**What you have to do**
Which lines of the records contain the word "below"? Copy each one.

Materials provided section start

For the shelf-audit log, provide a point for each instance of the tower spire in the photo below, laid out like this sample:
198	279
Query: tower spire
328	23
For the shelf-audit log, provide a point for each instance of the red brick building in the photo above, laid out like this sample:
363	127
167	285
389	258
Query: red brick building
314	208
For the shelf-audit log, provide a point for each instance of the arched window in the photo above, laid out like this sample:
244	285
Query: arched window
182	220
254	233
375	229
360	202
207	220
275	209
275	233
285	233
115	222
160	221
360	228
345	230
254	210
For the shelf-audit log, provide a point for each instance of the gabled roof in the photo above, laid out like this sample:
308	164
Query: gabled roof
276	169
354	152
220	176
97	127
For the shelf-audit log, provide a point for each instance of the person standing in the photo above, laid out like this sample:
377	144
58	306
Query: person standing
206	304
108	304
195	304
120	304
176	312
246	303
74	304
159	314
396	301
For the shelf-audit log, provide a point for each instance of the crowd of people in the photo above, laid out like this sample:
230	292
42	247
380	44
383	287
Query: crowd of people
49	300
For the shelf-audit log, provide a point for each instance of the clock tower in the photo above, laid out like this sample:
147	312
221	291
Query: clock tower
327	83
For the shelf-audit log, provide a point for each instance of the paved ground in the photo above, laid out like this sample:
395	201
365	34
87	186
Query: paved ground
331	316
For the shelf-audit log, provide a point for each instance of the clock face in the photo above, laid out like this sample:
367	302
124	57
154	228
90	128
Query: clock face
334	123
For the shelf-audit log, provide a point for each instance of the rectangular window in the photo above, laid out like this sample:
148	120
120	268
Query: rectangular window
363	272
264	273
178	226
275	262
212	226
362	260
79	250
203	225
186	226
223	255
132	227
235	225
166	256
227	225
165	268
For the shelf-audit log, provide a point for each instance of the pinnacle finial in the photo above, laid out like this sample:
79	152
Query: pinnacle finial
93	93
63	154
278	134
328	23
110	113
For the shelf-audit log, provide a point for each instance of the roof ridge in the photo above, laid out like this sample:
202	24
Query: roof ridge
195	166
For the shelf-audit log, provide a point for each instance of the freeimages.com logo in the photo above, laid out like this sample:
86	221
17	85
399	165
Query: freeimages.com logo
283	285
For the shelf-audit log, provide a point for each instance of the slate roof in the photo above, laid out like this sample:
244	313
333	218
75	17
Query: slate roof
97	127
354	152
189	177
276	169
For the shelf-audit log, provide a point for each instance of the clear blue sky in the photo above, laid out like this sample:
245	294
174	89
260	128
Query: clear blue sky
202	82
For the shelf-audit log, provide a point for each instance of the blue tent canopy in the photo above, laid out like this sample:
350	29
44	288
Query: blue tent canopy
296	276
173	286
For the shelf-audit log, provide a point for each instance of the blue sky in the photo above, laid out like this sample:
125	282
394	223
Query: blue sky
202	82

Materials provided section end
Materials provided section start

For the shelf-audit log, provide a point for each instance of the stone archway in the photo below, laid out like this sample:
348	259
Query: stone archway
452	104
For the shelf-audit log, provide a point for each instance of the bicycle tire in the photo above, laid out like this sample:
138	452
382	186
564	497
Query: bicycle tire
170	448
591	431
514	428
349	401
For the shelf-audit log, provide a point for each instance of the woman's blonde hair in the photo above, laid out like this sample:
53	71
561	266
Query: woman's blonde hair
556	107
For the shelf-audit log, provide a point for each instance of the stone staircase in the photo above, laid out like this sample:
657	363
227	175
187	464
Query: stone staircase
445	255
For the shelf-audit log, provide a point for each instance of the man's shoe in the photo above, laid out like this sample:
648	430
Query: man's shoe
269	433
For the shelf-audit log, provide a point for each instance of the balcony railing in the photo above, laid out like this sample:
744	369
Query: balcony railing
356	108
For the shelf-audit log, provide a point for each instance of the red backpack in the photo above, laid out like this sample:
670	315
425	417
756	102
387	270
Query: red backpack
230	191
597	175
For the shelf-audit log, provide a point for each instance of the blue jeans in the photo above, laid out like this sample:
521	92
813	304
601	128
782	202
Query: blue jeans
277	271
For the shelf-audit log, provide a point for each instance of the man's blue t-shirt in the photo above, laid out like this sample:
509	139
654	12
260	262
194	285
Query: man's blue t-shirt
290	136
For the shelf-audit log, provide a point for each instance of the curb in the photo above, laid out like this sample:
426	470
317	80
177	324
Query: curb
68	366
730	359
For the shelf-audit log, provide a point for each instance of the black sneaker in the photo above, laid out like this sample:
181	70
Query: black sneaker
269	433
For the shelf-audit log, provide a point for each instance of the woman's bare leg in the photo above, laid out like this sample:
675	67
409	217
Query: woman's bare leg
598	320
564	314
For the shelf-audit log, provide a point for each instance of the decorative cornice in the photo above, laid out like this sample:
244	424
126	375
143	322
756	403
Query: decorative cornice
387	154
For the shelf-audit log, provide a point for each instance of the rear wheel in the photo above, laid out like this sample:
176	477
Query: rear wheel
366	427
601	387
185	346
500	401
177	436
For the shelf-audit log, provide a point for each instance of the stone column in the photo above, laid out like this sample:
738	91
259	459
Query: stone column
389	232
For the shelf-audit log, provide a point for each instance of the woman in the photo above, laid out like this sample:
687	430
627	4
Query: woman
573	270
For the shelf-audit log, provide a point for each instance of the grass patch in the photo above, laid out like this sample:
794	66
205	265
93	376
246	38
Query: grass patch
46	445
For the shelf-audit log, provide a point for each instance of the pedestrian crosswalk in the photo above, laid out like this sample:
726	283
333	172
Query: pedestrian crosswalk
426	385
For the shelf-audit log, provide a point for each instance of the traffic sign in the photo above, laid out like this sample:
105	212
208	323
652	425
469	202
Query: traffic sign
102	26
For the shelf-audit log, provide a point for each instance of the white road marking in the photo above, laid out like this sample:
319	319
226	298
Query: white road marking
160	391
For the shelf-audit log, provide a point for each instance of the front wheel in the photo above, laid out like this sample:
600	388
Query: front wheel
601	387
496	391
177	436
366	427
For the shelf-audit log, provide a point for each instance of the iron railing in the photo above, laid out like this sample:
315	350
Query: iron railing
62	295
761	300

Materials provided section end
Materials provided section start

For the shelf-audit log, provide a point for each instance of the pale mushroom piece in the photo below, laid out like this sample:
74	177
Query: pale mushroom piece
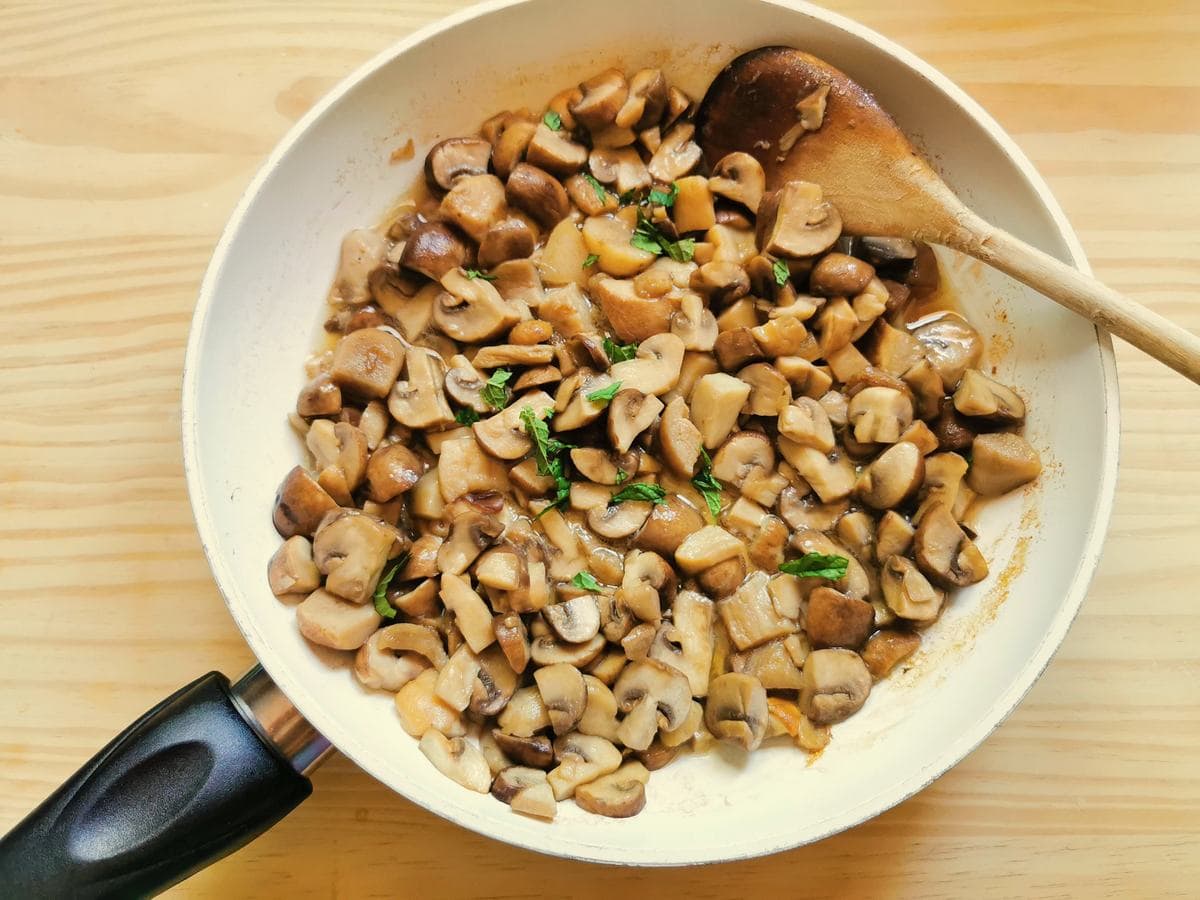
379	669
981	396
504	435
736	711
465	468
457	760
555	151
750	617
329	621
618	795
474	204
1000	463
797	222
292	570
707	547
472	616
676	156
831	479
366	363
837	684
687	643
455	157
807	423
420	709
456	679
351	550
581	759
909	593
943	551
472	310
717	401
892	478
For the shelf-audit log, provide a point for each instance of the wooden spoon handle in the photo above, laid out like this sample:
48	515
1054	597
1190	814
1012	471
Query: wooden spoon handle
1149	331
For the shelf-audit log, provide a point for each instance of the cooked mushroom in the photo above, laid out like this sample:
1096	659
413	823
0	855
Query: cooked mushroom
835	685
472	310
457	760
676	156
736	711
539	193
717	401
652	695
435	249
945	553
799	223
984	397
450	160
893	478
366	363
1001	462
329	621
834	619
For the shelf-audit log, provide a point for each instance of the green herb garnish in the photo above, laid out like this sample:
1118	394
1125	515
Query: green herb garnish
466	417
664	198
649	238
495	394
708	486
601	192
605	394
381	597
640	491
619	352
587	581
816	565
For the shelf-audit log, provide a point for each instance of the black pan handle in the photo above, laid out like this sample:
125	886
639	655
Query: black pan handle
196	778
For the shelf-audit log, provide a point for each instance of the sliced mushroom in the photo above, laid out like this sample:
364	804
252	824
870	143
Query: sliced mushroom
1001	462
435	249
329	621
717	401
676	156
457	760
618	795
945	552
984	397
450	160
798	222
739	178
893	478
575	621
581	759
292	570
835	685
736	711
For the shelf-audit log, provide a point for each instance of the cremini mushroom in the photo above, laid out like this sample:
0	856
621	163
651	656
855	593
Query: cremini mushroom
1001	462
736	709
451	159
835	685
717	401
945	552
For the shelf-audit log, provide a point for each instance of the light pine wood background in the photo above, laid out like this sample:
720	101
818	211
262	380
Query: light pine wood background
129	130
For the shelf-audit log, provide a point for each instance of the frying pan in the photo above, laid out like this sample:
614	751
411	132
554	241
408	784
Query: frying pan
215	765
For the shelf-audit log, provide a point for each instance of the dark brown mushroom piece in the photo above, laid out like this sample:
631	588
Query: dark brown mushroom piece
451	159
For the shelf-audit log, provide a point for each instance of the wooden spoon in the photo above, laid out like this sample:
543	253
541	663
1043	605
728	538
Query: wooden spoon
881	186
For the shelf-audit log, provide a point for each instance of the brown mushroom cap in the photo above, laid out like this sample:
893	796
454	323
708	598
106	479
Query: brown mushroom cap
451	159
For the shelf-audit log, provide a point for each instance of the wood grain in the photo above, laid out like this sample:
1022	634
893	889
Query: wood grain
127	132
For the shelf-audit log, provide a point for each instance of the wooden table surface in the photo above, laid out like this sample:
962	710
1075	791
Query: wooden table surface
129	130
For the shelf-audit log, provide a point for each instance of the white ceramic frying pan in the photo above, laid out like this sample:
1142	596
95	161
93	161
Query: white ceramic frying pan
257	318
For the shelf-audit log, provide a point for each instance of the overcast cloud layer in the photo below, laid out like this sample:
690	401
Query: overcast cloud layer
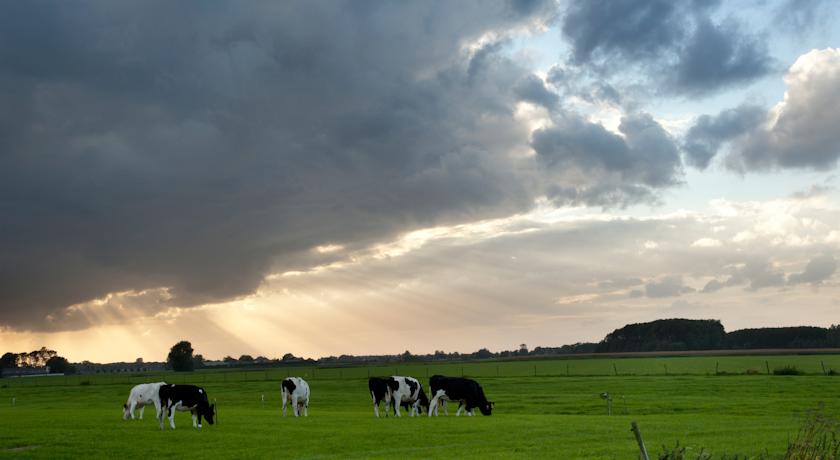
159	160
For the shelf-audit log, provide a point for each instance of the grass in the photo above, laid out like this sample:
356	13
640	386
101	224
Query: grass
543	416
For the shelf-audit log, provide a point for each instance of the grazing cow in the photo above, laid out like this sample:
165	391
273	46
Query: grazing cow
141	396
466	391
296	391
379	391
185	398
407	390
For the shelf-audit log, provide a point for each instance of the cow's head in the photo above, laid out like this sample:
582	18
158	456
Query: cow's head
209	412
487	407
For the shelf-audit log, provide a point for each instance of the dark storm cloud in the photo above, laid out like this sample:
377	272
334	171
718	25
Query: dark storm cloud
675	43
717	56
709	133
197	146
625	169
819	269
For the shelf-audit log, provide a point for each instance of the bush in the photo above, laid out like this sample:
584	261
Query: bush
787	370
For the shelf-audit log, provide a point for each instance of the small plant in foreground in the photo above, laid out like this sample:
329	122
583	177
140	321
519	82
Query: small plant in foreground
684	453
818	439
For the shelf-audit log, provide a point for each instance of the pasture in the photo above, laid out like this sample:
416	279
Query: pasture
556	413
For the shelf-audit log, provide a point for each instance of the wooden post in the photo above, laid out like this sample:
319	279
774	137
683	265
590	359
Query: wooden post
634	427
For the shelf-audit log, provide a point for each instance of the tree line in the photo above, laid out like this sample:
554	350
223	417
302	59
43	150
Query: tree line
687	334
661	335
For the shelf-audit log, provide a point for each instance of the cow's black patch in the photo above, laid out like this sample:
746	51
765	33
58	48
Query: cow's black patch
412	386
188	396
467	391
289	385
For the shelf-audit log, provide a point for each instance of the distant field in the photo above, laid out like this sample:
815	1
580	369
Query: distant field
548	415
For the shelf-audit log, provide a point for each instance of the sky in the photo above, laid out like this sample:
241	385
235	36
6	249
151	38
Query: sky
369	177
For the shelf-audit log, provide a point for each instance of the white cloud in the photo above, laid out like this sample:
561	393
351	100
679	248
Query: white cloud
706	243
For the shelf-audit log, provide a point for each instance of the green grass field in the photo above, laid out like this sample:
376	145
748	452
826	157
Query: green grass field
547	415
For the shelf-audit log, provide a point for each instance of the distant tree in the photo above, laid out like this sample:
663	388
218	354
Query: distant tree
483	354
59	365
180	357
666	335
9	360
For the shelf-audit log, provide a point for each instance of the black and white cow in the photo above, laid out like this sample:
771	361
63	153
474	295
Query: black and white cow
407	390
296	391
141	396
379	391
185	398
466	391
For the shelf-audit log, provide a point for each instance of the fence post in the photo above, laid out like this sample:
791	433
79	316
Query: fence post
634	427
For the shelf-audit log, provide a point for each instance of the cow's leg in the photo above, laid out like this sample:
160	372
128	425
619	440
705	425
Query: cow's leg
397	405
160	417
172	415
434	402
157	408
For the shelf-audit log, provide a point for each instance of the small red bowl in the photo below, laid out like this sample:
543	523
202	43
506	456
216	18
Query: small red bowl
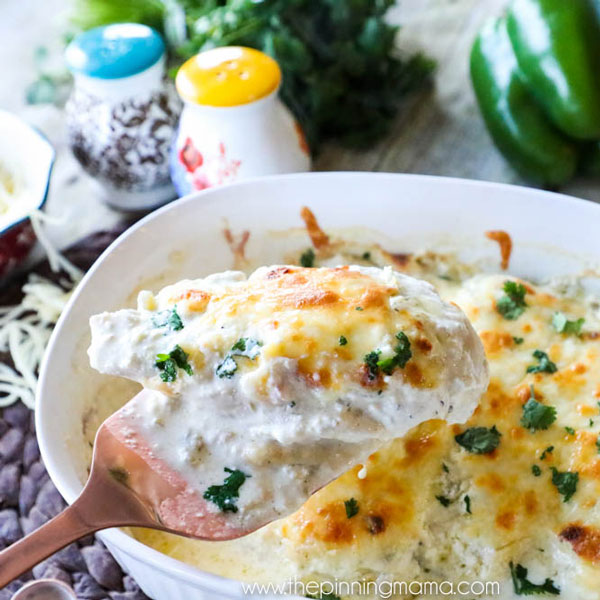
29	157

Materials provided section end

**Exercise result**
For the shelf-audit log, provide a point for each instance of the tower spire in the photo below, laid out like this sample:
For the shelf-audit log, provide a point for each instance of the stone archway in the photo below, laid out like this sample:
For the shelf-audit log, provide a point for each instance of the pale mushroom piece in the photo below, laid out like this sample:
For the shelf-audit log, provide a point for each instance of the overcast cloud layer in the photo below, laid out like this sample:
For the shelf-audit log, provide a point for each instance of the small red bowl in the photo below, laid out like this sample:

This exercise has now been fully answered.